To do » Each line below that includes the word "instance" is to be reported.
::: Data to examine :::
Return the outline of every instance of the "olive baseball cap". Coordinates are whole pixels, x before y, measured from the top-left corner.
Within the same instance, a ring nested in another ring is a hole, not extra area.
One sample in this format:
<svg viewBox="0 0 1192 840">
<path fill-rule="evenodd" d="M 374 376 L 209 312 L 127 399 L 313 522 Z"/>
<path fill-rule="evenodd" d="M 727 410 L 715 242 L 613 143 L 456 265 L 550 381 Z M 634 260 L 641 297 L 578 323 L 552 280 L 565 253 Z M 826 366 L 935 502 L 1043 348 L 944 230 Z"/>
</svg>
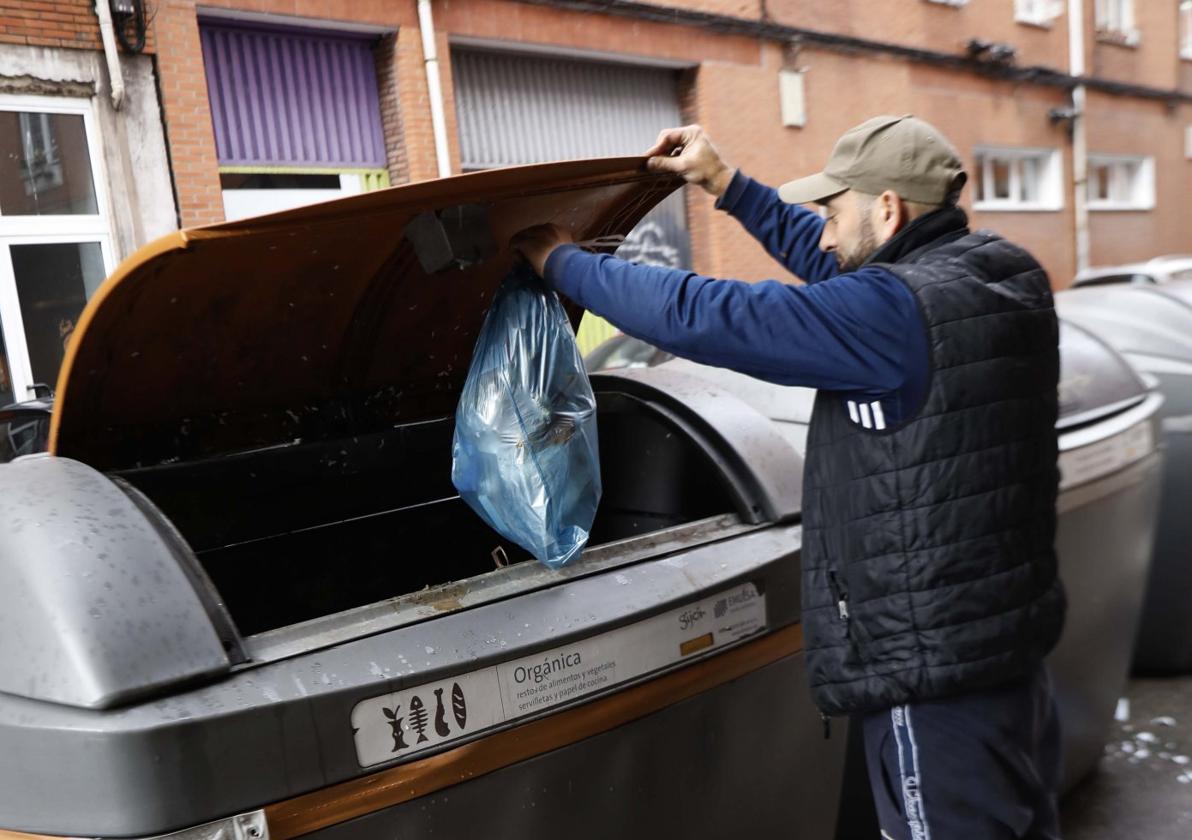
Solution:
<svg viewBox="0 0 1192 840">
<path fill-rule="evenodd" d="M 879 195 L 893 190 L 904 201 L 943 204 L 964 185 L 960 155 L 935 126 L 910 114 L 874 117 L 836 141 L 823 172 L 778 188 L 788 204 L 826 201 L 845 190 Z M 958 180 L 959 179 L 959 180 Z"/>
</svg>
:::
Written answer »
Return the outline of every instance of the "olive baseball cap". Coordinates are whole pixels, x before y, measured from the top-left corner.
Within the same instance, a ring nested in another ring is a hole, not extra area.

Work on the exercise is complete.